-- BEGIN Passage provided --

Output formatted and slightly simplified for clarity's sake.

...which also shouldn't surprise us too much: this is the same output as before, where instead of TupleView's type we now see the actual value.

Note how everything we need is right there: all the Texts, and their associated .tag values.

Next we can use Mirror to navigate and pick each single Text and tag value separately:

public struct FSPicker<SelectionValue: Hashable, Content: View>: View {
  ...
  public init(...) { ... }

  public var body: some View {
    let contentMirror = Mirror(reflecting: content)
    // 👇🏻 The number of `TupleView` blocks.
    let blocksCount = Mirror(reflecting: contentMirror.descendant("value")!).children.count

    HStack {
      ForEach(0..<blocksCount) { index in
        // 👇🏻 A single `TupleView` block.
        let tupleBlock = contentMirror.descendant("value", ".\(index)")
        let text: Text = Mirror(reflecting: tupleBlock!).descendant("content") as! Text
        let tag: SelectionValue = Mirror(reflecting: tupleBlock!).descendant("modifier", "value", "tagged") as! SelectionValue

        ...
      }
    }
  }
}

At this point we have gained access to each original Text and tag value, which we can use to build our view:

struct FSPicker<SelectionValue: Hashable, Content: View>: View {
  @Namespace var ns
  @Binding var selection: SelectionValue
  @ViewBuilder let content: Content

  public var body: some View {
    let contentMirror = Mirror(reflecting: content)

-- END Passage provided --

» **Short problem 1**
Repeat the part of the SwiftUI passage starting with "Output formatted and" and going on through "the actual value.".
The entries that follow have no connection to the SwiftUI passage.

-- BEGIN Data for this task --

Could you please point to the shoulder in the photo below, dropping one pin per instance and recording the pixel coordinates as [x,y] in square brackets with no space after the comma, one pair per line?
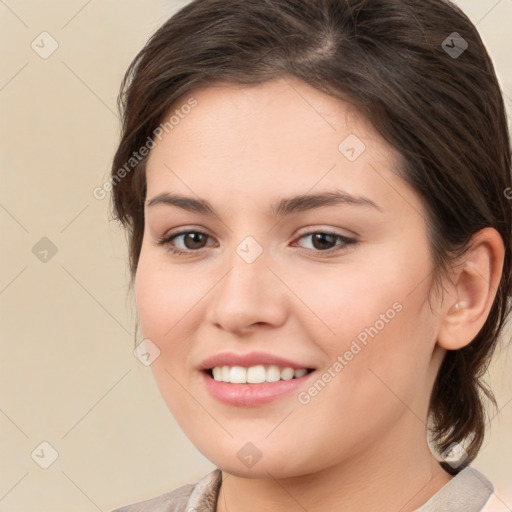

-- END Data for this task --
-- BEGIN Data for this task --

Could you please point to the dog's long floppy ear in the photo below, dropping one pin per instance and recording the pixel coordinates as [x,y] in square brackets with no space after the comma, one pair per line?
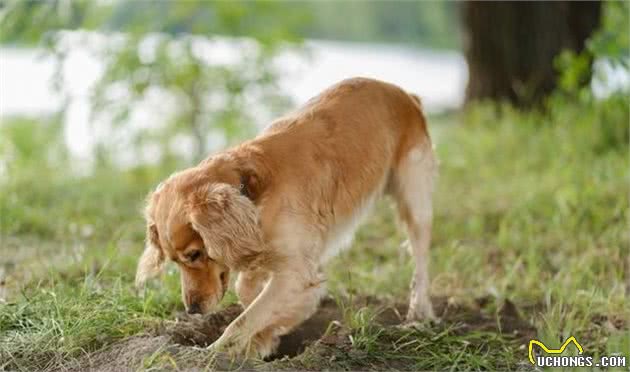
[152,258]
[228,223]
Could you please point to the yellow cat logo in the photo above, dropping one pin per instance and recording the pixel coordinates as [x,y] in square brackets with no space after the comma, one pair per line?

-- END Data for this task --

» **Short problem 2**
Arrange the entries as a Markdown table with columns Row and Line, starting with the line with "Could you please point to the dog's" and going on through the line with "Could you please point to the yellow", skipping blank lines. Please leave the pictures out of the answer.

» **Expected answer 1**
Output formatted and slightly simplified for clarity's sake.

...which also shouldn't surprise us too much: this is the same output as before, where instead of TupleView's type we now see the actual value.

» **Expected answer 2**
| Row | Line |
|---|---|
| 1 | Could you please point to the dog's long floppy ear in the photo below, dropping one pin per instance and recording the pixel coordinates as [x,y] in square brackets with no space after the comma, one pair per line? |
| 2 | [152,258] |
| 3 | [228,223] |
| 4 | Could you please point to the yellow cat logo in the photo above, dropping one pin per instance and recording the pixel coordinates as [x,y] in square brackets with no space after the comma, one pair per line? |